:: Directions ::
Write the listing out again word for word, skipping each picture.

:: Excerpted data ::
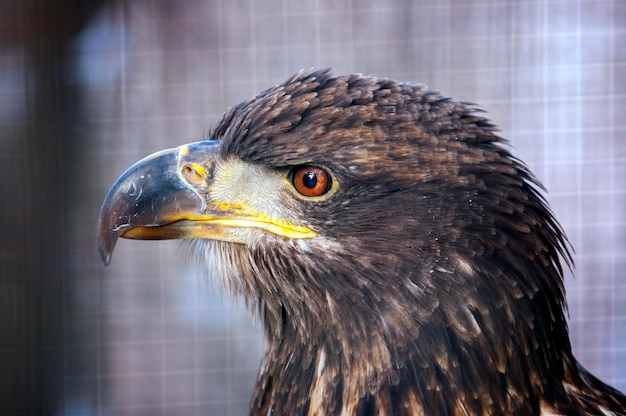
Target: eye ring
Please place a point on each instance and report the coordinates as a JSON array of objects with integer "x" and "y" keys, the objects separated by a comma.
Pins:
[{"x": 310, "y": 181}]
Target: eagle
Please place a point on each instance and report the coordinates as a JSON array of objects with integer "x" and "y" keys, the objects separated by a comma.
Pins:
[{"x": 400, "y": 259}]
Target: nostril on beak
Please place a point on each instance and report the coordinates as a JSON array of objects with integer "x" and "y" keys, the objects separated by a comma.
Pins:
[{"x": 194, "y": 174}]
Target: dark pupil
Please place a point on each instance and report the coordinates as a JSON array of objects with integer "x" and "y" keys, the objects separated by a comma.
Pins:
[{"x": 309, "y": 180}]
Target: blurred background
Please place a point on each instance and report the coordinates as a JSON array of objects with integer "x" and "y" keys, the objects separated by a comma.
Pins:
[{"x": 89, "y": 87}]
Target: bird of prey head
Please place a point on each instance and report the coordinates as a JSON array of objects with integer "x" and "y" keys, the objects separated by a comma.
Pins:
[{"x": 401, "y": 260}]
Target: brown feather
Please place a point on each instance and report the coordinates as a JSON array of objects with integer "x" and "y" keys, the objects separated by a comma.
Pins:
[{"x": 434, "y": 285}]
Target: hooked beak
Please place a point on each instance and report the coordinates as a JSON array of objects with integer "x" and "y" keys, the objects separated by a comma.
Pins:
[{"x": 167, "y": 195}]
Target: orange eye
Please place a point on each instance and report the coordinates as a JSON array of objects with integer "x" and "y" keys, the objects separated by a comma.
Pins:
[{"x": 310, "y": 180}]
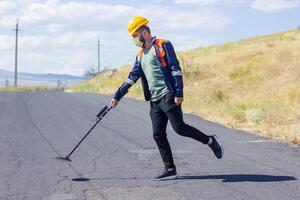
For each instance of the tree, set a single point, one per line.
(90, 73)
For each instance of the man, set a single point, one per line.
(157, 66)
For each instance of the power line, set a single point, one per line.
(99, 55)
(16, 53)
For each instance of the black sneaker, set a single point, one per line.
(216, 147)
(167, 174)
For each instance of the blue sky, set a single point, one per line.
(60, 36)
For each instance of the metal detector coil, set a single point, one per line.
(100, 115)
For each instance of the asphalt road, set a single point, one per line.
(119, 158)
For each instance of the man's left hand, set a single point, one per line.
(178, 100)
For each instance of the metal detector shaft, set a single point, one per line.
(100, 115)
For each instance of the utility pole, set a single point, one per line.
(16, 53)
(98, 55)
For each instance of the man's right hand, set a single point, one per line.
(113, 103)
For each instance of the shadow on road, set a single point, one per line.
(241, 178)
(224, 178)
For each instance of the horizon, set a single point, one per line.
(57, 38)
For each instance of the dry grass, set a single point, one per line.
(27, 88)
(253, 84)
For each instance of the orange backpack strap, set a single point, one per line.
(139, 55)
(162, 53)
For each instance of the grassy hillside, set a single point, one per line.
(253, 84)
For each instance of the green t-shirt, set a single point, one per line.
(153, 73)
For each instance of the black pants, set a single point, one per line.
(163, 110)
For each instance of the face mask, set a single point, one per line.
(137, 42)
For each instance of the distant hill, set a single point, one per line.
(39, 79)
(253, 84)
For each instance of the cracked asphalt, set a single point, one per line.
(119, 158)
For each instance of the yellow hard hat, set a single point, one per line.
(135, 23)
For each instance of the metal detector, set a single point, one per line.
(100, 115)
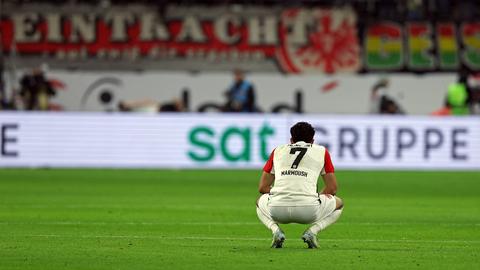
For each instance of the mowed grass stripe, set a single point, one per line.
(246, 238)
(205, 219)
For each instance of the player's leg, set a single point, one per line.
(263, 213)
(329, 212)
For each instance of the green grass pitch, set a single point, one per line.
(167, 219)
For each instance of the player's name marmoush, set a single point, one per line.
(294, 172)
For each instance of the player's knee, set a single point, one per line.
(339, 203)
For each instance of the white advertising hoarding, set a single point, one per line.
(232, 140)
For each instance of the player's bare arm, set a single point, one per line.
(330, 188)
(266, 181)
(330, 184)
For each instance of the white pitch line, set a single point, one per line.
(244, 238)
(221, 223)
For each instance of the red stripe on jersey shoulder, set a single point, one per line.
(328, 165)
(269, 164)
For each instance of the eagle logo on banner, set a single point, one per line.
(330, 43)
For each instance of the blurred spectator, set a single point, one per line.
(36, 91)
(241, 95)
(151, 106)
(457, 98)
(380, 102)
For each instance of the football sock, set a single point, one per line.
(327, 221)
(267, 221)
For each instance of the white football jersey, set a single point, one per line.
(297, 168)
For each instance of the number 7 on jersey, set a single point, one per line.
(299, 157)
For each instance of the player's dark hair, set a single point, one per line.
(302, 131)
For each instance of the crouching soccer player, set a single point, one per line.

:: Result for this task ::
Target: eye ring
Please place a point on each instance and report the coordinates as a JSON array of objects with integer "x" and "y" keys, the objects separated by a comma.
Pins:
[{"x": 310, "y": 181}]
Target: eagle
Please place a point on each instance and report the coordinates as a JSON array of objects with integer "x" and "y" keys, the objects separated by a comma.
Pins:
[{"x": 400, "y": 259}]
Target: nostril on beak
Please place a point on each instance and report the coordinates as a JSON array of objects with integer "x" and "y" keys, the objects separated by a comma.
Pins:
[{"x": 194, "y": 174}]
Target: dark pupil
Please place a point on each instance and report the coordinates as a JSON array of objects with integer "x" and "y" keys, the objects separated by a comma.
Pins:
[{"x": 309, "y": 180}]
Target: blurred background
Please place a point on each instance and report the coordinates as a JSON array of objects with integer "x" and "y" keys, the objects separated by a comma.
Pins:
[{"x": 89, "y": 87}]
Target: bird of prey head
Please place a point on each instance and report the coordinates as a JSON array of objects with integer "x" and "y" keys, the objects separated by a comma.
Pins:
[{"x": 401, "y": 260}]
Target: brown feather
Please place a point on each instance and report the coordinates as a JSON array of objects with integer "x" and "y" keys, the objects separated by a comma.
Pins:
[{"x": 434, "y": 285}]
Target: hooked beak
Please place a point on each instance and report the coordinates as a JSON array of objects with integer "x" and "y" keys, the objects separated by a comma.
Pins:
[{"x": 167, "y": 195}]
Target: orange eye
Please place a point on each instance and report the coordinates as a JSON array of objects with integer "x" and "y" keys, the objects separated by a comma.
Pins:
[{"x": 310, "y": 180}]
For each instance of the tree, set a single point, one per line.
(90, 73)
For each instance of the man, set a single point, one per line.
(157, 66)
For each instance of the power line, set a single point, one per line.
(99, 55)
(16, 53)
For each instance of the black sneaker, set a single point, one per line.
(216, 147)
(167, 174)
For each instance of the blue sky, set a single point, one per line.
(60, 36)
For each instance of the metal detector coil, set a single point, one per line.
(100, 115)
For each instance of the asphalt road, set a single point, one per line.
(119, 158)
For each instance of the man's left hand, set a single point, one per line.
(178, 100)
For each instance of the metal detector shaft, set a single point, one per line.
(100, 115)
For each instance of the utility pole, set a single point, one per line.
(16, 53)
(98, 55)
For each instance of the man's right hand, set a single point, one per line.
(113, 103)
For each instance of the shadow on road, set a single point, one per line.
(241, 178)
(224, 178)
For each instance of the horizon, set a single point, one per line.
(57, 38)
For each instance of the dry grass, set a single point, one per line.
(27, 88)
(253, 84)
For each instance of the orange backpack strap, set a single point, one per line.
(139, 55)
(162, 53)
For each instance of the grassy hillside, set a single point, one per line.
(253, 84)
For each instance of the green t-shirt, set a single point, one per line.
(153, 73)
For each instance of the black pants, set a single point, one per line.
(163, 110)
For each instance of the face mask, set a single point, one per line.
(137, 42)
For each instance of the distant hill, set a single point, one per line.
(39, 79)
(253, 84)
For each instance of the cracked asphalt, set a single point, one per line.
(119, 158)
For each instance of the yellow hard hat, set a single point, one per line.
(135, 23)
For each instance of the metal detector, set a single point, one per line.
(100, 115)
For each instance of the mowed grass stripe, set a single point, one per line.
(246, 238)
(205, 219)
For each instance of the player's leg, set a single point, one per line.
(263, 213)
(329, 212)
For each instance of the green grass pitch, set a single point, one per line.
(167, 219)
For each instance of the player's name marmoush, set a single point, one per line.
(294, 172)
For each instance of the player's knee, set a single point, one per line.
(339, 203)
For each instance of the white advertising hoarding, set a single point, one per line.
(232, 140)
For each instance of the player's bare arm, set a single point, one per line.
(330, 188)
(266, 181)
(330, 184)
For each instance of the white pitch line, set a single point, one per line.
(244, 238)
(221, 223)
For each instance of the red stripe on jersey shoulder, set a single point, one per line.
(328, 165)
(269, 164)
For each instance of the eagle logo on banner, set a single point, one per line.
(330, 43)
For each instance of the blurred spectator, set a single point, one per line.
(36, 91)
(241, 95)
(151, 106)
(457, 98)
(380, 102)
For each instance of the football sock, set a single point, one per line.
(327, 221)
(267, 221)
For each instance of the white football jersey, set a single point, one per line.
(297, 168)
For each instance of the number 7 on jersey, set a single point, one per line.
(299, 157)
For each instance of the player's dark hair, set a single point, one per line.
(302, 131)
For each instance of the crouching soccer player, set a single point, one per line.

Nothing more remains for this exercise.